= TRAVAIL À EFFECTUER =
Recopiez fidèlement le passage du texte sur le virus et le personnel soignant qui s'ouvre sur les mots contenant « Le virus et le » et se termine par « blessé par l’invective. ».

= TEXTE FOURNI =
# # # # # # #

Le virus et le personnel soignant... (Photo libre de droit).

Pas de blague, ce qui suit est vrai, comme ce qui précède d'ailleurs. Une patiente du binôme de libéraux en question ne veut plus en voir un. L'autre, s'est fait crier dessus dans la rue par une personne à un balcon : " Regardez, c'est lui qui apporte le virus ! " a-t-il entendu, gêné et blessé par l’invective.

Beaucoup de gens se sentent plus forts que le virus et pensent qu'on en fait trop. Que nenni selon les soignants. " On ne connaît pas suffisamment le Covid-19, je suis pour le confinement total, affirme, un peu irrité par les mauvaises conduites, l'infirmier qui est en première ligne. Macron a été gentil et diplomate laissant la place à l'intelligence et à la responsabilisation du peuple français mais cela ne marche pas... Prenons clairement ça au sérieux, les grands costauds n'existent pas face au coronavirus. Il en va de même pour les petits merdeux qui se baladent en ville ! "

# # # # # # #

Items issus d'un jeu de données

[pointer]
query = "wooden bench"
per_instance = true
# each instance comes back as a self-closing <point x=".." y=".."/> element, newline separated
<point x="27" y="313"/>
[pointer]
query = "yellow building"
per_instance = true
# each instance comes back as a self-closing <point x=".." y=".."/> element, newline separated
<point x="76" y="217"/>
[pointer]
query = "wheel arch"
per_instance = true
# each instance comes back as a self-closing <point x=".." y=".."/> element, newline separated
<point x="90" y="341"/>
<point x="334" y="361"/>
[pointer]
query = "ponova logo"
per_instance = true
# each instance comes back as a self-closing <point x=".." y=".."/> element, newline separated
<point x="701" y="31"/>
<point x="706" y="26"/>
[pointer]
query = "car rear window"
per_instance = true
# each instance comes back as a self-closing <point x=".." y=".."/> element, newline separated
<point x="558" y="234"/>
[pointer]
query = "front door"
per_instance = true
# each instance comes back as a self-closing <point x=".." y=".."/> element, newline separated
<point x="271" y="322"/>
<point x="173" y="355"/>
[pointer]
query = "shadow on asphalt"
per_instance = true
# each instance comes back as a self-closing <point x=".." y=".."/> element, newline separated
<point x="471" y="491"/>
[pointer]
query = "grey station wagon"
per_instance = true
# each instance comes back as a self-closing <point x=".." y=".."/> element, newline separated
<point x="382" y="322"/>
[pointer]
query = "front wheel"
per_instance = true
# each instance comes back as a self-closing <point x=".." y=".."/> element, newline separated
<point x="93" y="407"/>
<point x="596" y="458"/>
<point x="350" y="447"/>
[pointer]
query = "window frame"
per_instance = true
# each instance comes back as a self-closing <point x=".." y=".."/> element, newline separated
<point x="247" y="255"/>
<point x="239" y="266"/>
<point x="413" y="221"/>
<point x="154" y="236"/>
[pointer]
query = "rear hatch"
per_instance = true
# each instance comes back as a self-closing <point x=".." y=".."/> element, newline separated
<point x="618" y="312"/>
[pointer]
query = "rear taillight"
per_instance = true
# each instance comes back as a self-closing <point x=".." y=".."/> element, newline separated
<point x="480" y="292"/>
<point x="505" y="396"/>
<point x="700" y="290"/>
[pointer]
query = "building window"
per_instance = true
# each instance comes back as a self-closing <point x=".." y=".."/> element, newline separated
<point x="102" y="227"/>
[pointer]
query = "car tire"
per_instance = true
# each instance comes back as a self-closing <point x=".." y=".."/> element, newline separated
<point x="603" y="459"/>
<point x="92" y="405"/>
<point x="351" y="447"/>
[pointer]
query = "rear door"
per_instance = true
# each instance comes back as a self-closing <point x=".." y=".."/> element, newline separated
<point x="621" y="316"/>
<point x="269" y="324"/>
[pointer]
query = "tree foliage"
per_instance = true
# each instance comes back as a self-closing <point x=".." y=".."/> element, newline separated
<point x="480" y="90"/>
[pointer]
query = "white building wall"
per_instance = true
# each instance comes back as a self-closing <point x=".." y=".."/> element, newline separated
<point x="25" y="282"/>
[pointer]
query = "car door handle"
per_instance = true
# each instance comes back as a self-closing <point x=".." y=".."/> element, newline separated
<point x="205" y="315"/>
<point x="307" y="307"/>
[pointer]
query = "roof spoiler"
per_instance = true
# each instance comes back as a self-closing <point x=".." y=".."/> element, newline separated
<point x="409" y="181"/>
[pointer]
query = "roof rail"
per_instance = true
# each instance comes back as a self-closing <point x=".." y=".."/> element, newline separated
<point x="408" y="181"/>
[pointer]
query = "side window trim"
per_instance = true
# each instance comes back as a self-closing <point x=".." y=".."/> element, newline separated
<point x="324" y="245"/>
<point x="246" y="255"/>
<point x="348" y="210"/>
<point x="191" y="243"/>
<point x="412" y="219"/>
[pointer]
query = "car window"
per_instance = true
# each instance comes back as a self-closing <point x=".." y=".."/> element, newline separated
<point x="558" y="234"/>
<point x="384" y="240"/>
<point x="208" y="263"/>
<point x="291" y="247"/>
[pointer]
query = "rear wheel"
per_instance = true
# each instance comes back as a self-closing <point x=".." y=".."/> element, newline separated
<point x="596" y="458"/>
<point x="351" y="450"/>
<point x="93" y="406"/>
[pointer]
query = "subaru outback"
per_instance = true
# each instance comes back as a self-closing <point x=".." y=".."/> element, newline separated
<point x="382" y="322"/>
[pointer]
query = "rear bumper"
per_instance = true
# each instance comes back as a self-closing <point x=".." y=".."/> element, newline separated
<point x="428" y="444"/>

# # # # # # #

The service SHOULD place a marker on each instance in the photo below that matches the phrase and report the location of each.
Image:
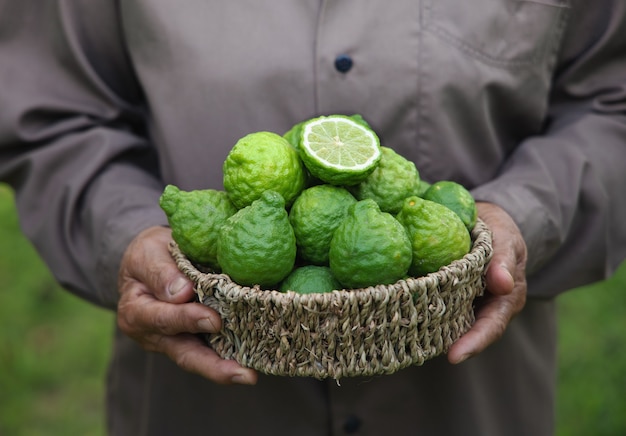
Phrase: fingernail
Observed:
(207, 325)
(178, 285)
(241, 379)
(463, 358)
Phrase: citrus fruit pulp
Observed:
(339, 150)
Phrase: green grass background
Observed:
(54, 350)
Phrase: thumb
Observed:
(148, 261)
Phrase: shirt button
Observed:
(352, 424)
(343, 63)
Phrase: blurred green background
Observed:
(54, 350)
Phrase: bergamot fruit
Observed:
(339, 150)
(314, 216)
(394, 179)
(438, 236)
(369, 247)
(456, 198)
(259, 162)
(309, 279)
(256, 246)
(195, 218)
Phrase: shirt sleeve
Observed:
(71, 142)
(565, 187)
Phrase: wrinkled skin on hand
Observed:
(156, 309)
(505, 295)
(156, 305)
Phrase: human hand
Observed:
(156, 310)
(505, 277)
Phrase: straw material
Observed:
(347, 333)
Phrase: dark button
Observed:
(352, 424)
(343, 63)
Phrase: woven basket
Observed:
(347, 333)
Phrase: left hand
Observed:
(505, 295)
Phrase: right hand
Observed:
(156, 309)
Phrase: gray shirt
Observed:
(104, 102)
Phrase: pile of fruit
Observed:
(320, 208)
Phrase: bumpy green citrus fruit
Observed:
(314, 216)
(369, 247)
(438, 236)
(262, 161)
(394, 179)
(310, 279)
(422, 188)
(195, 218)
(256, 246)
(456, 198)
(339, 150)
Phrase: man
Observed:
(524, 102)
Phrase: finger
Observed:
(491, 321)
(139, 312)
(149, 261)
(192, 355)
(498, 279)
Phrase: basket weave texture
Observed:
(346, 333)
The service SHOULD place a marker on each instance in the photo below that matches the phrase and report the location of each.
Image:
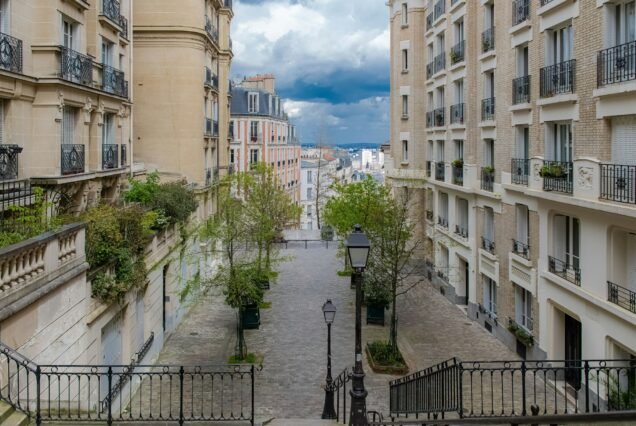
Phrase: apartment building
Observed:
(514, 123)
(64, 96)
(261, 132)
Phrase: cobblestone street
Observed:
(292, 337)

# # # # # # #

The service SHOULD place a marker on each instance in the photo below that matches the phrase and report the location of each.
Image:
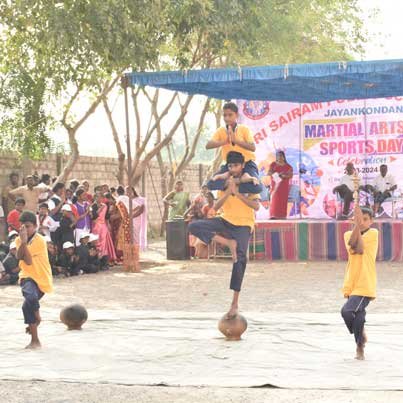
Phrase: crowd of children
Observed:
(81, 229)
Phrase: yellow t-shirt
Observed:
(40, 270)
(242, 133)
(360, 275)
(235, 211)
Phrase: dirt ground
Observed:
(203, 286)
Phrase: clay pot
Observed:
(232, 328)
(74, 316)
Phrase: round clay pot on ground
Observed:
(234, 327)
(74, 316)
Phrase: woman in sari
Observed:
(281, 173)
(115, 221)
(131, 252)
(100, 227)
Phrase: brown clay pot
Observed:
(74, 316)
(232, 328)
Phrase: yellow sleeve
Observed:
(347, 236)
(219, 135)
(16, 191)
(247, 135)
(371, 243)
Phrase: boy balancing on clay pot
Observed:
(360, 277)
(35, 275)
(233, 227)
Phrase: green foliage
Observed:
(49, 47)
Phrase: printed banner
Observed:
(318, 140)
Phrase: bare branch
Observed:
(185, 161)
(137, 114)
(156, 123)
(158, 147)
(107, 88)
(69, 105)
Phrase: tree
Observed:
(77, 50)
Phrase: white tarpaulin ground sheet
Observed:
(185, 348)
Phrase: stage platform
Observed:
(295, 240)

# # # # # # #

= RÉPONSE ATTENDUE =
Le virus et le personnel soignant... (Photo libre de droit).

Pas de blague, ce qui suit est vrai, comme ce qui précède d'ailleurs. Une patiente du binôme de libéraux en question ne veut plus en voir un. L'autre, s'est fait crier dessus dans la rue par une personne à un balcon : " Regardez, c'est lui qui apporte le virus ! " a-t-il entendu, gêné et blessé par l’invective.